◆ What you will do
A line below contains "Target: wood grain texture", and a later one contains "Target: green twine on basket". Repeat both, with every line between them, exactly.

───── Information given

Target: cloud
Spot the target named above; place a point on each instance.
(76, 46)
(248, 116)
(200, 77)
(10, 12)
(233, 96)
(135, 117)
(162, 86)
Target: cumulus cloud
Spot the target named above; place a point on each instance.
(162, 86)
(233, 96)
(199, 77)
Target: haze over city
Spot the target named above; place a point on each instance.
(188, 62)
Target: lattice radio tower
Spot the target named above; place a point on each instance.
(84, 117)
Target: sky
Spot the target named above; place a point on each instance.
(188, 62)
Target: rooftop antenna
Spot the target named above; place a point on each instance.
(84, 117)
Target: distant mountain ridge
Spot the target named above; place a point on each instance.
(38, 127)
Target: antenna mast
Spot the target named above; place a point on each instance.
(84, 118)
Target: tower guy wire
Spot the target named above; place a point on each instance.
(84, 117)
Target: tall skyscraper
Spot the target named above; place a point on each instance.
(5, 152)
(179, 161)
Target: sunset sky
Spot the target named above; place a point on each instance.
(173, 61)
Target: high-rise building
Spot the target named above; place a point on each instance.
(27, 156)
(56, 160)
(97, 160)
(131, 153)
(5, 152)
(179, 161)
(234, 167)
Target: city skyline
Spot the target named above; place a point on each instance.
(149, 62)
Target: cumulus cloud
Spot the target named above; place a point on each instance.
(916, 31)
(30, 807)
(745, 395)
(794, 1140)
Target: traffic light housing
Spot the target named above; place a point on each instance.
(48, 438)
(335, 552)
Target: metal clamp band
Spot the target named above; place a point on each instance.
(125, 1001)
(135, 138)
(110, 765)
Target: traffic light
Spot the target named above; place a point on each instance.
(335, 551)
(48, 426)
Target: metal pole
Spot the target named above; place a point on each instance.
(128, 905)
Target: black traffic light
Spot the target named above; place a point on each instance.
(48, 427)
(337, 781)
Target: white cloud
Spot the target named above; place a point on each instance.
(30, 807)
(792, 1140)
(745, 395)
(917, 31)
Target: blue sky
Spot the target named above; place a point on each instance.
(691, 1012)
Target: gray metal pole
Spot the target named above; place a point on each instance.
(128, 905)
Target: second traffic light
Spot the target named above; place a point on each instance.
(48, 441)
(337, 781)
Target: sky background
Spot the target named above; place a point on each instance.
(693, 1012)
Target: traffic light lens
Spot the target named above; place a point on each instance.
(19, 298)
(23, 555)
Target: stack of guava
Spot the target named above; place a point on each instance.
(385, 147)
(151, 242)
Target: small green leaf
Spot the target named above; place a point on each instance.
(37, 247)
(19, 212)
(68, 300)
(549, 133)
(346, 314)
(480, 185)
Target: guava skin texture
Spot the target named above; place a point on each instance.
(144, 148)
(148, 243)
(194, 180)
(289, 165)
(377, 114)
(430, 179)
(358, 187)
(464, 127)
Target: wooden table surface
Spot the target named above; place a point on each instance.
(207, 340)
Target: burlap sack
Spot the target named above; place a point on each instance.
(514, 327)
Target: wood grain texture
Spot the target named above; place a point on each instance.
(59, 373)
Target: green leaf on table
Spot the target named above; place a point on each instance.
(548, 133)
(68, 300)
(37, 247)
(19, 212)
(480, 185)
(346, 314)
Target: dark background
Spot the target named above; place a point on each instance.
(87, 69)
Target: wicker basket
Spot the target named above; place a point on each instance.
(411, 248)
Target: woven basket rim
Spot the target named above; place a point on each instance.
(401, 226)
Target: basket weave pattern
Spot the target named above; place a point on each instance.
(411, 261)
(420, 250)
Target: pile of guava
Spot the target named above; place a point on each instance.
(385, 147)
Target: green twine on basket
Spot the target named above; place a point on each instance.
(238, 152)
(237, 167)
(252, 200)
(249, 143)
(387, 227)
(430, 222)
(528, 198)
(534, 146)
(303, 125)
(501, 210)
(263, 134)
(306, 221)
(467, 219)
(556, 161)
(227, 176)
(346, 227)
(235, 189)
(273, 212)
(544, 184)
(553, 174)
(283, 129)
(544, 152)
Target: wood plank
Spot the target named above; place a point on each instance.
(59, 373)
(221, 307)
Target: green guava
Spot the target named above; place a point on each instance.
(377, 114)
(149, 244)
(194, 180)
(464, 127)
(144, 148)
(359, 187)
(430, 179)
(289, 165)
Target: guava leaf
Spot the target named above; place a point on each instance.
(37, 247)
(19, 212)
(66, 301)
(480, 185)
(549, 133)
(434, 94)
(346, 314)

──────────

◆ Result
Target: wood grain texture
Spot the target named above; place a point on each instance.
(59, 373)
Target: green leaf on table
Spot the target named above; place a point on each instance.
(548, 133)
(68, 300)
(37, 247)
(19, 212)
(480, 185)
(346, 314)
Target: dark background
Spot the target named above; place a point on each instance.
(87, 69)
Target: wicker basket
Spot the target named above; place a point on each instance.
(411, 248)
Target: woven basket rim
Spot the target named above; place a point on each instance.
(401, 226)
Target: basket weave pattern
Spot the target named above; place a point on each instance.
(411, 261)
(420, 250)
Target: pile of guava
Spot the target named above; place a point on each instance.
(385, 147)
Target: green twine on basket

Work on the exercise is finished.